## START Text provided

National Nutrition Week – Day Two by Energize Health Club Guaranteed Results Trainers Sarah, Kirsten and Kristy

Breakfast: Spinach and Herb Omelette

by GR Trainer Sarah


  • 1 Haas avocado, halved, pitted, peeled, and diced
  • 1 tablespoon fresh lemon juice
  • Coarse salt and ground pepper
  • 4 large eggs plus 4 large egg whites
  • 1/4 cup fortified low-fat milk
  • 3 tablespoons olive oil
  • 1/2 cup minced onion
  • 2 cups fresh baby spinach, shredded
  • 1 bunch chives, thinly sliced
  • 1 cup shredded reduced-fat Swiss cheese


In a small bowl, toss the avocado with the lemon juice, season with salt and pepper, and set aside. In a medium bowl, whisk together eggs, egg whites, milk, salt, and pepper. In a non-stick skillet, heat 1 tablespoon oil over medium. Add onion and cook until tender, about 4 minutes. Add spinach, cook until the spinach has wilted, about 1 minute. Transfer to a bowl, stir in chives and cheese, set aside. Wipe the skillet and add 1 tablespoon oil. Add half the egg mixture and cook until nearly set, 1 to 2 minutes. Spoon half of the spinach mixture into the center, fold the omelet over, halve crosswise, and place on serving plate. Top with half the avocado. Repeat with remaining tablespoon of oil, egg and spinach mixtures, and avocado.

## END Text provided

Tasks to complete:
(a) In the omelette recipe, how long should the onion cook?
(b) Repeat everything in the omelette recipe from "In a small bowl, toss" down to "mixtures, and avocado.".
The records aren't needed for any of this work.

## START Data

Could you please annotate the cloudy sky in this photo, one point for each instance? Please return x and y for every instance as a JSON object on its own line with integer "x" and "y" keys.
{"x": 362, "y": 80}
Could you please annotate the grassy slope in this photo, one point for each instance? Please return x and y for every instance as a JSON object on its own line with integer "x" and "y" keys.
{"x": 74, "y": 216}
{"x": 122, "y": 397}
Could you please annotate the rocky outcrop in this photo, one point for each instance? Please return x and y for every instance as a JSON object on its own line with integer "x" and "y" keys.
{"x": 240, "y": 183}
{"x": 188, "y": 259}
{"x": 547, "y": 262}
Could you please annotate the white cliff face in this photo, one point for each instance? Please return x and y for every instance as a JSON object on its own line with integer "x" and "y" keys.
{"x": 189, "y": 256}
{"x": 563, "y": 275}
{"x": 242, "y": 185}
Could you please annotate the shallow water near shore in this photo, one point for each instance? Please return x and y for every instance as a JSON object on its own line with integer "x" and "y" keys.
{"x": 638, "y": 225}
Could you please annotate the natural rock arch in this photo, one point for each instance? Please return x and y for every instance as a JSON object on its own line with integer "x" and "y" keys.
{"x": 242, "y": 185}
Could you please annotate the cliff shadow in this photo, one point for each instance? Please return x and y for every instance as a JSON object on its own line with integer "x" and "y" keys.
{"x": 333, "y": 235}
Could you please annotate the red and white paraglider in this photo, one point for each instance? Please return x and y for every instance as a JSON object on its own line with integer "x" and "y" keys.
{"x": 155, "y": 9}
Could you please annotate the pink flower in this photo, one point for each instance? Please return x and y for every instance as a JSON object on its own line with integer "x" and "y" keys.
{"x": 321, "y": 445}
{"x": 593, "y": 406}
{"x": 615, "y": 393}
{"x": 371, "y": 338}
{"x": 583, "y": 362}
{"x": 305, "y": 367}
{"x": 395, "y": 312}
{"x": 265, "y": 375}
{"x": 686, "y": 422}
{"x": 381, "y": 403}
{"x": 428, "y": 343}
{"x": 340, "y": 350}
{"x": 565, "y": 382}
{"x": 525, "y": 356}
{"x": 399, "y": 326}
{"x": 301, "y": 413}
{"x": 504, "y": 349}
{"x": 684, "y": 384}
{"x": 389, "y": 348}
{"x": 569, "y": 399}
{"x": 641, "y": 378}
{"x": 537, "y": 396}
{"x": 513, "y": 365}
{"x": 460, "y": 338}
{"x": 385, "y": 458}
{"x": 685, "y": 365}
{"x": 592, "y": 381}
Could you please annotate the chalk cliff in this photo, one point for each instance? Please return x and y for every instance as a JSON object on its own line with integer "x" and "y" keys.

## END Data

Written answers:
(a) Until tender, about 4 minutes.

(b)
In a small bowl, toss the avocado with the lemon juice, season with salt and pepper, and set aside. In a medium bowl, whisk together eggs, egg whites, milk, salt, and pepper. In a non-stick skillet, heat 1 tablespoon oil over medium. Add onion and cook until tender, about 4 minutes. Add spinach, cook until the spinach has wilted, about 1 minute. Transfer to a bowl, stir in chives and cheese, set aside. Wipe the skillet and add 1 tablespoon oil. Add half the egg mixture and cook until nearly set, 1 to 2 minutes. Spoon half of the spinach mixture into the center, fold the omelet over, halve crosswise, and place on serving plate. Top with half the avocado. Repeat with remaining tablespoon of oil, egg and spinach mixtures, and avocado.